# WRITTEN INSTRUCTION 1:
In the UMString class reference, rewrite the paragraph beginning "UMString Class Constructor for a Multibyte" more briefly while keeping its main facts.
# WRITTEN INSTRUCTION 2:
Reproduce word for word the stretch of the UMString class reference from "Indexed array access" through "Multibyte string into the UMString object.".

# SOURCE PASSAGE:
»»

UMString Class Reference
[LeJa]

String class for handling multibyte and unicode strings. More...

#include <UMString.h>

List of all members.

Public Member Functions

UMString ()

Default Constructor for the UMString-Class.

UMString (const UMString &tmp_umstring)

Constructor for the UMString-Class which takes a UMString object as init-value.

UMString (const char *tmp_mb_string)

UMString Class Constructor for a Multibyte string passed at creation of an UMString Object.

UMString (const wstring tmp_uc_string)

UMString Class Constructor for Unicode string (wstring) passed at creation.

UMString (const wchar_t *tmp_uc_string)

UMString Class Constructor for Unicode string passed at creation.

UMString (const string tmp_stlstring)

UMString Class Constructor for STL-String passed at creation.

~UMString ()

Destructor for UMString Class.

UINT GetLengthUC () const

Indexed array access to the stored Unicode-string Reads out the number of characters in the stored Unicode string.

UINT GetLengthMB () const

Reads out the number of characters in the stored Multibyte string.

wchar_t * PushString (const wchar_t *tmp_uc_string)

Loads a Unicode string into the UMString object.

char * PushString (const char *tmp_mb_string)

Loads a Multibyte string into the UMString object.

wchar_t * GetStringUC () const

Returns the Unicode string to the calling function.

char * GetStringMB () const

Returns the Multibyte string to the calling function.

void Clear ()

Clears all stored string data in the object.

bool ReplaceSubstring (const UINT First, const UINT Last, const UMString NewString)

Replaces the substring beginning at character "First" up to character "Last".

bool SI_Set (const UINT x)

Sets the "sliding index" by passing an absolute position.

UINT SI_Get () const

Gets the "sliding index"-position (0-based).

UINT SI_Forward ()

Sets the sliding index to next character.

UINT SI_Backward ()

Sets the sliding index to previous character.

bool SI_NextHira ()

Sets the "sliding index" to the next hiragana-character in the string after the current "sliding index"-position.

bool SI_NextKata ()

Sets the "sliding index" to the next katakana-character in the string after the current "sliding index"-position.

bool SI_NextKanji ()

Sets the "sliding index" to the next kanji-character in the string after the current "sliding index"-position.

bool SI_NextDifferent ()

Sets the "sliding index" to the next character, which is of different CHARTYPE compared to the current.

bool SI_PrevHira ()

««

# DATA SECTION:

»»

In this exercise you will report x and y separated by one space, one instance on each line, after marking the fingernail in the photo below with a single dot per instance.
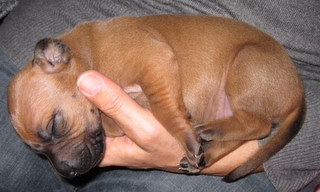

««

# EXERCISE RESULT 1:
A constructor that takes a Multibyte string when an UMString object is created.

# EXERCISE RESULT 2:
Indexed array access to the stored Unicode-string Reads out the number of characters in the stored Unicode string.

UINT GetLengthMB () const

Reads out the number of characters in the stored Multibyte string.

wchar_t * PushString (const wchar_t *tmp_uc_string)

Loads a Unicode string into the UMString object.

char * PushString (const char *tmp_mb_string)

Loads a Multibyte string into the UMString object.